§ **EXERCISE TASK**:
Replace "compact SVG path data" with "condensed SVG path data" wherever it occurs in the material below, and reproduce all of the material with nothing else changed.

— begin DATA FOR THE TASK —

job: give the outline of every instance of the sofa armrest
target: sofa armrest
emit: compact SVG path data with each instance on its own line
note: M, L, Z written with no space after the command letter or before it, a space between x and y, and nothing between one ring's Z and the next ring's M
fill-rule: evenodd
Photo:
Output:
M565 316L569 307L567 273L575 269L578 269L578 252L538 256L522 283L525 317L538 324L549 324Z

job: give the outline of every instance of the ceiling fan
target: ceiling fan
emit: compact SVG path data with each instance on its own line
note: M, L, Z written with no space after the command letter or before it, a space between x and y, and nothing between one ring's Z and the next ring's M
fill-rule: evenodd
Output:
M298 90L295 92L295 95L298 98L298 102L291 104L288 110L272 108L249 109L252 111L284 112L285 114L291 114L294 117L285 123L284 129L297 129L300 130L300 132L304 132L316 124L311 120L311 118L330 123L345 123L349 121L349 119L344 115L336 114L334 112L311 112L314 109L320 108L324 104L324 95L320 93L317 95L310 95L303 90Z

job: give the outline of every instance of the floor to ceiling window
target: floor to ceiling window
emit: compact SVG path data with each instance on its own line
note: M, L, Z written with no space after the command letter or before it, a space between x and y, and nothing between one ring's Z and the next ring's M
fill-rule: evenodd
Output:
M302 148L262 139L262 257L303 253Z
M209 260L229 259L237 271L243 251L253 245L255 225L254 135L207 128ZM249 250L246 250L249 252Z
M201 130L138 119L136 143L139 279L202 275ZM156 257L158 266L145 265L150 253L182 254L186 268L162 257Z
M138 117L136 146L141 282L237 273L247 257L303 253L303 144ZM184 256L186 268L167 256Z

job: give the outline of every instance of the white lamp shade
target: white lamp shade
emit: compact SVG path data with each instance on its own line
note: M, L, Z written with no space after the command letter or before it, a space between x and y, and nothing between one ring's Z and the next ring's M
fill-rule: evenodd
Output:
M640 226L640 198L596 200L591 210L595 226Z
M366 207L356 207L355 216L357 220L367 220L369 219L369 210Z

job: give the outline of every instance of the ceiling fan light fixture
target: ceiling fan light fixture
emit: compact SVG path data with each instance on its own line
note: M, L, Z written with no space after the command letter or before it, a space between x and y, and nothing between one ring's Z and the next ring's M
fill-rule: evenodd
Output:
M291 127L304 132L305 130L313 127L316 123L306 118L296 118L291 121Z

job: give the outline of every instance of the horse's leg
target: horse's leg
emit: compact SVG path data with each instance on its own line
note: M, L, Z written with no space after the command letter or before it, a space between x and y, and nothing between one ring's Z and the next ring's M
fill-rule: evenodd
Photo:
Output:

— end DATA FOR THE TASK —

§ **EXERCISE OUTPUT**:
job: give the outline of every instance of the sofa armrest
target: sofa armrest
emit: condensed SVG path data with each instance on its own line
note: M, L, Z written with no space after the command letter or before it, a space between x and y, and nothing between one ring's Z and the next ring's M
fill-rule: evenodd
Photo:
Output:
M565 316L569 307L567 273L575 269L578 269L578 252L538 256L522 283L525 317L538 324L549 324Z

job: give the outline of every instance of the ceiling fan
target: ceiling fan
emit: condensed SVG path data with each instance on its own line
note: M, L, Z written with no space after the command letter or before it, a space between x and y, and nothing between one ring's Z and the next ring's M
fill-rule: evenodd
Output:
M298 90L295 92L295 95L298 98L298 102L291 104L288 110L272 108L249 109L252 111L284 112L285 114L291 114L294 117L285 123L284 129L297 129L300 130L300 132L304 132L316 124L311 120L311 118L330 123L345 123L349 121L349 119L344 115L336 114L334 112L311 112L314 109L320 108L324 104L324 95L320 93L317 95L310 95L303 90Z

job: give the outline of every instance of the floor to ceiling window
target: floor to ceiling window
emit: condensed SVG path data with each instance on its own line
note: M, L, Z written with no space after the command letter or before it, a space between x and y, and nothing between one ring's Z and the next ring's M
fill-rule: evenodd
Output:
M302 148L262 139L262 257L303 253Z
M209 260L229 259L237 271L243 251L253 245L255 225L254 135L207 128ZM249 250L246 250L249 252Z
M201 130L138 119L136 143L139 279L202 275ZM156 257L158 266L145 265L150 253L182 254L186 268L162 257Z
M138 117L136 146L141 282L237 273L247 257L303 253L303 144ZM184 256L186 268L167 256Z

job: give the outline of every instance of the white lamp shade
target: white lamp shade
emit: condensed SVG path data with each instance on its own line
note: M, L, Z written with no space after the command letter or before it, a space between x and y, and nothing between one ring's Z and the next ring's M
fill-rule: evenodd
Output:
M640 226L640 198L596 200L591 210L595 226Z
M366 207L356 207L355 216L357 220L367 220L369 219L369 210Z

job: give the outline of every instance of the ceiling fan light fixture
target: ceiling fan light fixture
emit: condensed SVG path data with each instance on its own line
note: M, L, Z written with no space after the command letter or before it, a space between x and y, and nothing between one ring's Z and the next ring's M
fill-rule: evenodd
Output:
M291 127L304 132L305 130L313 127L316 123L306 118L296 118L291 121Z

job: give the outline of every instance of the horse's leg
target: horse's leg
emit: condensed SVG path data with each instance on its own line
note: M, L, Z written with no space after the command letter or before it, a space between x and y, and nothing between one ring's Z and the next ring's M
fill-rule: evenodd
Photo:
Output:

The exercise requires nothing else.